**Exercises**
1 – Please extract the passage of the trial abstract between "Objectives: The aim" and "speaking Latino patients.", inclusive, copying it word for word.
2 – Answer these questions using the trial abstract:
(a) How many patients were assigned to the text messaging adjunct?
(b) What was the name of the Web-based platform that received mood data and qualitative responses?
(c) What was the median number of weeks before dropping out for patients in the control condition?

**Source passage**
Automated Text Messaging as an Adjunct to Cognitive Behavioral Therapy for Depression: A Clinical Trial
- Author(s): Aguilera, Adrian;
- Bruehlman-Senecal, Emma;
- Demasi, Orianna;
- Avila, Patricia
- et al.
Published Web Locationhttp://www.jmir.org/2017/5/e148/
Background: Cognitive Behavioral Therapy (CBT) for depression is efficacious, but effectiveness is limited when implemented in low-income settings due to engagement difficulties including nonadherence with skill-building homework and early discontinuation of treatment. Automated messaging can be used in clinical settings to increase dosage of depression treatment and encourage sustained engagement with psychotherapy.
Objectives: The aim of this study was to test whether a text messaging adjunct (mood monitoring text messages, treatment-related text messages, and a clinician dashboard to display patient data) increases engagement and improves clinical outcomes in a group CBT treatment for depression. Specifically, we aim to assess whether the text messaging adjunct led to an increase in group therapy sessions attended, an increase in duration of therapy attended, and reductions in Patient Health Questionnaire-9 item (PHQ-9) symptoms compared with the control condition of standard group CBT in a sample of low-income Spanish speaking Latino patients.
Methods: Patients in an outpatient behavioral health clinic were assigned to standard group CBT for depression (control condition; n=40) or the same treatment with the addition of a text messaging adjunct (n=45). The adjunct consisted of a daily mood monitoring message, a daily message reiterating the theme of that week’s content, and medication and appointment reminders. Mood data and qualitative responses were sent to a Web-based platform (HealthySMS) for review by the therapist and displayed in session as a tool for teaching CBT skills.
Results: Intent-to-treat analyses on therapy attendance during 16 sessions of weekly therapy found that patients assigned to the text messaging adjunct stayed in therapy significantly longer (median of 13.5 weeks before dropping out) than patients assigned to the control condition (median of 3 weeks before dropping out; Wilcoxon-Mann-Whitney z=−2.21, P=.03). Patients assigned to the text messaging adjunct also generally attended more sessions (median=6 sessions) during this period than patients assigned to the control condition (median =2.5 sessions), but the effect was not significant (Wilcoxon-Mann-Whitney z=−1.65, P=.10). Both patients assigned to the text messaging adjunct (B=−.29, 95% CI −0.38 to −0.19, z=−5.80, P<.001) and patients assigned to the control conditions (B=−.20, 95% CI −0.32 to −0.07, z=−3.12, P=.002) experienced significant decreases in depressive symptom severity over the course of treatment; however, the conditions did not significantly differ in their degree of symptom reduction.
Conclusions: This study provides support for automated text messaging as a tool to sustain engagement in CBT for depression over time. There were no differences in depression outcomes between conditions, but this may be influenced by low follow-up rates of patients who dropped out of treatment.

**Data shown**
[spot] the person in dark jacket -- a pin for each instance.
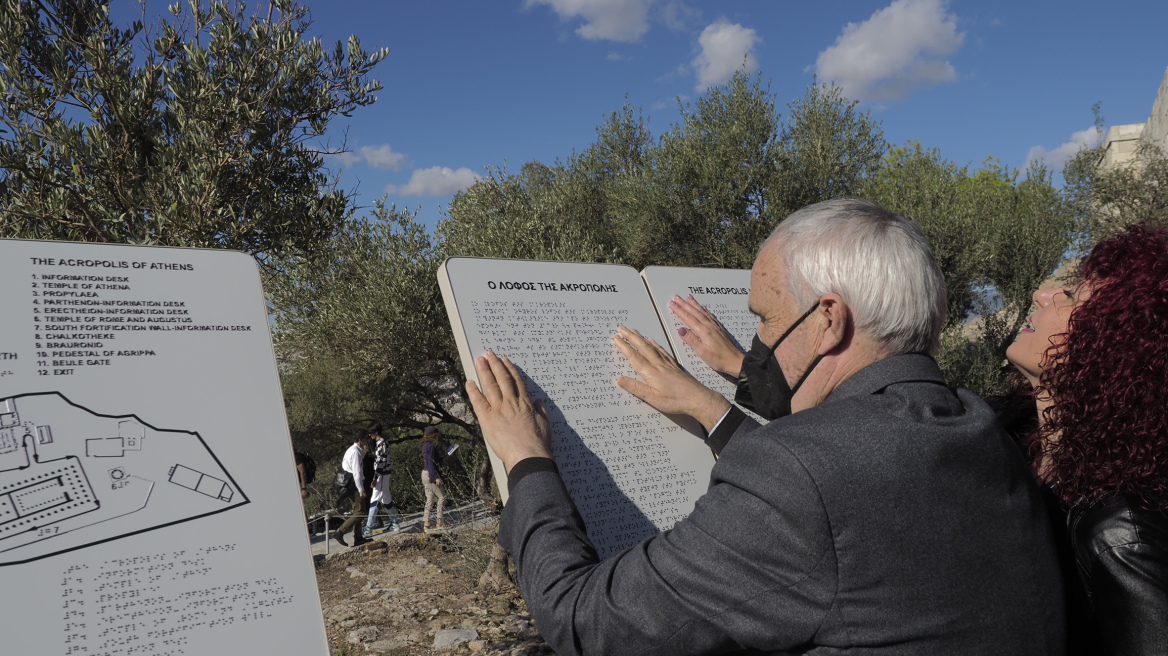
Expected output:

**Solutions to the problems**
1 –
Objectives: The aim of this study was to test whether a text messaging adjunct (mood monitoring text messages, treatment-related text messages, and a clinician dashboard to display patient data) increases engagement and improves clinical outcomes in a group CBT treatment for depression. Specifically, we aim to assess whether the text messaging adjunct led to an increase in group therapy sessions attended, an increase in duration of therapy attended, and reductions in Patient Health Questionnaire-9 item (PHQ-9) symptoms compared with the control condition of standard group CBT in a sample of low-income Spanish speaking Latino patients.

2 –
(a) 45
(b) HealthySMS
(c) 3 weeks